> WORK TO COMPLETE: Render the material below as a JSON list of strings, one string per line, leaving out the blank lines.

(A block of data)
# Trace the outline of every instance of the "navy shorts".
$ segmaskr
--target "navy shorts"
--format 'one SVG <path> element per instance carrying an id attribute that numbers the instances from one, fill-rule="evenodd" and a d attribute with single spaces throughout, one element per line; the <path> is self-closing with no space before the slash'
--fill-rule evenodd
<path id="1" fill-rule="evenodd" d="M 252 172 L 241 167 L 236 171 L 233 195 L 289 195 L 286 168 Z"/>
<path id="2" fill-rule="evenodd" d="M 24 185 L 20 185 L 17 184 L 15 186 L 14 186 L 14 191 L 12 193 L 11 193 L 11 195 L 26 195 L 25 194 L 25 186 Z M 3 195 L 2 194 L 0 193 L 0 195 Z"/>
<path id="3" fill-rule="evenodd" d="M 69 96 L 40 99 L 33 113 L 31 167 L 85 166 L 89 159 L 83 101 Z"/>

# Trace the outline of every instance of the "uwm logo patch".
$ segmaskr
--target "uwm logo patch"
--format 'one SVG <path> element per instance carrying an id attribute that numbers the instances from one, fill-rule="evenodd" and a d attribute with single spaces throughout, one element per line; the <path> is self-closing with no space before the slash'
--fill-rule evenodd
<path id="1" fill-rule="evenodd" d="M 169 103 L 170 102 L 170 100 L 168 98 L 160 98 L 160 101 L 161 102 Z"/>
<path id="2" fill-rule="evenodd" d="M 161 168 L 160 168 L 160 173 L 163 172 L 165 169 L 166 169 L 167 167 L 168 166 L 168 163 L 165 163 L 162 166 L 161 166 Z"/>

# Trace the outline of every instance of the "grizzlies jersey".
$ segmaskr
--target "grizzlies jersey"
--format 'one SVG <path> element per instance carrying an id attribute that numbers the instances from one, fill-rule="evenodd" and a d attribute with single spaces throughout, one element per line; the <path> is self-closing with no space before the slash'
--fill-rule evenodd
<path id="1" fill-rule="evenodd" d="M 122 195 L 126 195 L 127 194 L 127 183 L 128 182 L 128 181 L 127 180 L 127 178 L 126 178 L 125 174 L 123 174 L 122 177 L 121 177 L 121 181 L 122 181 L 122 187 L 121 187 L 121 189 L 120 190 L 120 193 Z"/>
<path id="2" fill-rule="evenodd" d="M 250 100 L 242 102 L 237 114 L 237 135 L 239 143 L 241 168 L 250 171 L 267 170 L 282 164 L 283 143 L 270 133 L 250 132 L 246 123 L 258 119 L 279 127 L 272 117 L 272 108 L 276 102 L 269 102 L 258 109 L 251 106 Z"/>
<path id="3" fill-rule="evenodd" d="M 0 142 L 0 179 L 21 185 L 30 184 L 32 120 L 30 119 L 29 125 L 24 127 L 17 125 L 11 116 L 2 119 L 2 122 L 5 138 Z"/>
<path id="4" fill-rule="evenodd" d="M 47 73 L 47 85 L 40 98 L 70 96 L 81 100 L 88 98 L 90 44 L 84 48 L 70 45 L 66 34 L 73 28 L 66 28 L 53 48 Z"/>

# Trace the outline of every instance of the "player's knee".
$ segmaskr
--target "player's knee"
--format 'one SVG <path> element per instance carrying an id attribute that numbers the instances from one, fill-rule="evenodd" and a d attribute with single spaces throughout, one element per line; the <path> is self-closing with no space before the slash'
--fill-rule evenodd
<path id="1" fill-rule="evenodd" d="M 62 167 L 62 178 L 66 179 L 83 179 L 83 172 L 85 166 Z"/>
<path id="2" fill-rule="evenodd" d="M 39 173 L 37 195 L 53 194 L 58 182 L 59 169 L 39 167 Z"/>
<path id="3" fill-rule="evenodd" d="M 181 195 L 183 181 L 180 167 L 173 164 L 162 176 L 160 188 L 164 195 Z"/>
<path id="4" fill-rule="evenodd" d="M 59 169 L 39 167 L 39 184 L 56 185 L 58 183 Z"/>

> EXERCISE RESULT:
[
  "# Trace the outline of every instance of the \"navy shorts\".",
  "$ segmaskr",
  "--target \"navy shorts\"",
  "--format 'one SVG <path> element per instance carrying an id attribute that numbers the instances from one, fill-rule=\"evenodd\" and a d attribute with single spaces throughout, one element per line; the <path> is self-closing with no space before the slash'",
  "--fill-rule evenodd",
  "<path id=\"1\" fill-rule=\"evenodd\" d=\"M 252 172 L 241 167 L 236 171 L 233 195 L 289 195 L 286 168 Z\"/>",
  "<path id=\"2\" fill-rule=\"evenodd\" d=\"M 24 185 L 20 185 L 17 184 L 15 186 L 14 186 L 14 191 L 12 193 L 11 193 L 11 195 L 26 195 L 25 194 L 25 186 Z M 3 195 L 2 194 L 0 193 L 0 195 Z\"/>",
  "<path id=\"3\" fill-rule=\"evenodd\" d=\"M 69 96 L 40 99 L 33 113 L 31 167 L 85 166 L 89 159 L 83 101 Z\"/>",
  "# Trace the outline of every instance of the \"uwm logo patch\".",
  "$ segmaskr",
  "--target \"uwm logo patch\"",
  "--format 'one SVG <path> element per instance carrying an id attribute that numbers the instances from one, fill-rule=\"evenodd\" and a d attribute with single spaces throughout, one element per line; the <path> is self-closing with no space before the slash'",
  "--fill-rule evenodd",
  "<path id=\"1\" fill-rule=\"evenodd\" d=\"M 169 103 L 170 102 L 170 100 L 168 98 L 160 98 L 160 101 L 161 102 Z\"/>",
  "<path id=\"2\" fill-rule=\"evenodd\" d=\"M 161 168 L 160 168 L 160 173 L 163 172 L 165 169 L 166 169 L 167 167 L 168 166 L 168 163 L 165 163 L 162 166 L 161 166 Z\"/>",
  "# Trace the outline of every instance of the \"grizzlies jersey\".",
  "$ segmaskr",
  "--target \"grizzlies jersey\"",
  "--format 'one SVG <path> element per instance carrying an id attribute that numbers the instances from one, fill-rule=\"evenodd\" and a d attribute with single spaces throughout, one element per line; the <path> is self-closing with no space before the slash'",
  "--fill-rule evenodd",
  "<path id=\"1\" fill-rule=\"evenodd\" d=\"M 122 195 L 126 195 L 127 194 L 127 183 L 128 182 L 128 181 L 127 180 L 127 178 L 126 178 L 125 174 L 123 174 L 122 177 L 121 177 L 121 181 L 122 181 L 122 187 L 121 187 L 121 189 L 120 190 L 120 193 Z\"/>",
  "<path id=\"2\" fill-rule=\"evenodd\" d=\"M 250 100 L 242 102 L 237 114 L 237 135 L 239 143 L 241 168 L 250 171 L 267 170 L 282 164 L 283 143 L 270 133 L 250 132 L 246 123 L 258 119 L 279 127 L 272 117 L 272 108 L 276 102 L 269 102 L 258 109 L 251 106 Z\"/>",
  "<path id=\"3\" fill-rule=\"evenodd\" d=\"M 0 142 L 0 179 L 21 185 L 30 184 L 32 120 L 30 119 L 29 125 L 24 127 L 17 125 L 11 116 L 2 119 L 2 122 L 5 138 Z\"/>",
  "<path id=\"4\" fill-rule=\"evenodd\" d=\"M 47 73 L 47 85 L 40 98 L 70 96 L 81 100 L 88 98 L 90 44 L 84 48 L 70 45 L 66 34 L 73 28 L 66 28 L 53 48 Z\"/>",
  "# Trace the outline of every instance of the \"player's knee\".",
  "$ segmaskr",
  "--target \"player's knee\"",
  "--format 'one SVG <path> element per instance carrying an id attribute that numbers the instances from one, fill-rule=\"evenodd\" and a d attribute with single spaces throughout, one element per line; the <path> is self-closing with no space before the slash'",
  "--fill-rule evenodd",
  "<path id=\"1\" fill-rule=\"evenodd\" d=\"M 62 167 L 62 178 L 66 179 L 83 179 L 83 172 L 85 166 Z\"/>",
  "<path id=\"2\" fill-rule=\"evenodd\" d=\"M 39 173 L 37 195 L 53 194 L 58 182 L 59 169 L 39 167 Z\"/>",
  "<path id=\"3\" fill-rule=\"evenodd\" d=\"M 181 195 L 183 181 L 180 167 L 173 164 L 162 176 L 160 188 L 164 195 Z\"/>",
  "<path id=\"4\" fill-rule=\"evenodd\" d=\"M 59 169 L 39 167 L 39 184 L 56 185 L 58 183 Z\"/>"
]